■ **Information shown**

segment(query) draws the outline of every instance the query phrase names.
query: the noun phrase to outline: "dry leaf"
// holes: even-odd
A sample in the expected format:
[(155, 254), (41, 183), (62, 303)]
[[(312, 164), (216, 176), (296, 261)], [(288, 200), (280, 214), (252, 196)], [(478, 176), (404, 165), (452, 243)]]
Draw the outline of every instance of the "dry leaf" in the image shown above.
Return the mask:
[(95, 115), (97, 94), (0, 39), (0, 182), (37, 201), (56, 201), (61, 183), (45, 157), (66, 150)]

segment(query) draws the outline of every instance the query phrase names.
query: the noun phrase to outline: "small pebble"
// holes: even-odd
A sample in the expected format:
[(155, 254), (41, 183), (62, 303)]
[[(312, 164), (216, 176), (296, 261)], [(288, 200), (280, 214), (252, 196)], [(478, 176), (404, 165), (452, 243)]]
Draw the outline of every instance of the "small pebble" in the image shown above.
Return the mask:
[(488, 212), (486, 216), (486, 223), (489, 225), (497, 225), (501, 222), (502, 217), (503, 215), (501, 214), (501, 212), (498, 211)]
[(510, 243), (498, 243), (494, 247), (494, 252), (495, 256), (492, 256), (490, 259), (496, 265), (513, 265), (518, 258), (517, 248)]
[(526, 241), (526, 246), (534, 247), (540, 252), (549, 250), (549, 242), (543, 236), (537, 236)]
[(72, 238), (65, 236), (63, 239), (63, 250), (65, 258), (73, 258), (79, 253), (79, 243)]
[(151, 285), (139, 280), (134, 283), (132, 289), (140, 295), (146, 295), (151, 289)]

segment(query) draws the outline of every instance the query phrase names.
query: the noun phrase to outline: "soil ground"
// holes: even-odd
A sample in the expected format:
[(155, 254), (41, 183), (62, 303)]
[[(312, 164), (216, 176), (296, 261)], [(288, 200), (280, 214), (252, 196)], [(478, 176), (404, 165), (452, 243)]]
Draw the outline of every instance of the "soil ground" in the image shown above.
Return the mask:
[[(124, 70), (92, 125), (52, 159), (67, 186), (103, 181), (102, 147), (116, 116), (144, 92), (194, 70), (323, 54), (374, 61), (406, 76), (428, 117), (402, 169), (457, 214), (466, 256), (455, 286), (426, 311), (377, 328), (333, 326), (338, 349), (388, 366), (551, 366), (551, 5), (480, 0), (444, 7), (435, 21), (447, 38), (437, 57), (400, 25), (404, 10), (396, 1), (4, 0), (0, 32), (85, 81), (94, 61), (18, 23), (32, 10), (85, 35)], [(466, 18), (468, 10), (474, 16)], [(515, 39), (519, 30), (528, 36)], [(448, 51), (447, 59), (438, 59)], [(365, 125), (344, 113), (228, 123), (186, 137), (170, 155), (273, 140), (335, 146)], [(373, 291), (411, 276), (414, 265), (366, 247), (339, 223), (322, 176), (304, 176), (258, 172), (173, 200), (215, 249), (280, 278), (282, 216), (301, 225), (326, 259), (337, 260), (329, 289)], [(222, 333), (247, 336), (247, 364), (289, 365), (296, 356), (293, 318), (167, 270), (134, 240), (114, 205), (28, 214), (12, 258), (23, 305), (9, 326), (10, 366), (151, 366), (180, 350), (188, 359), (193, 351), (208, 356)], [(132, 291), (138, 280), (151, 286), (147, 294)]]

■ **Given instruction**
Reproduce the data above verbatim, from its first line through the line that contains "157), (66, 150)]", including both of those lines.

■ **Task response**
segment(query) draws the outline of every instance the query phrase names.
query: the noun phrase to outline: "dry leaf"
// holes: even-odd
A sample in the expected format:
[(155, 254), (41, 183), (62, 303)]
[[(312, 164), (216, 176), (296, 261)], [(288, 200), (280, 214), (252, 196)], [(478, 176), (404, 165), (452, 243)]]
Draw the outline of every instance of the "dry leaf" in the image shown above.
Return the mask:
[(95, 115), (97, 94), (0, 39), (0, 182), (37, 201), (56, 201), (61, 183), (45, 157), (66, 150)]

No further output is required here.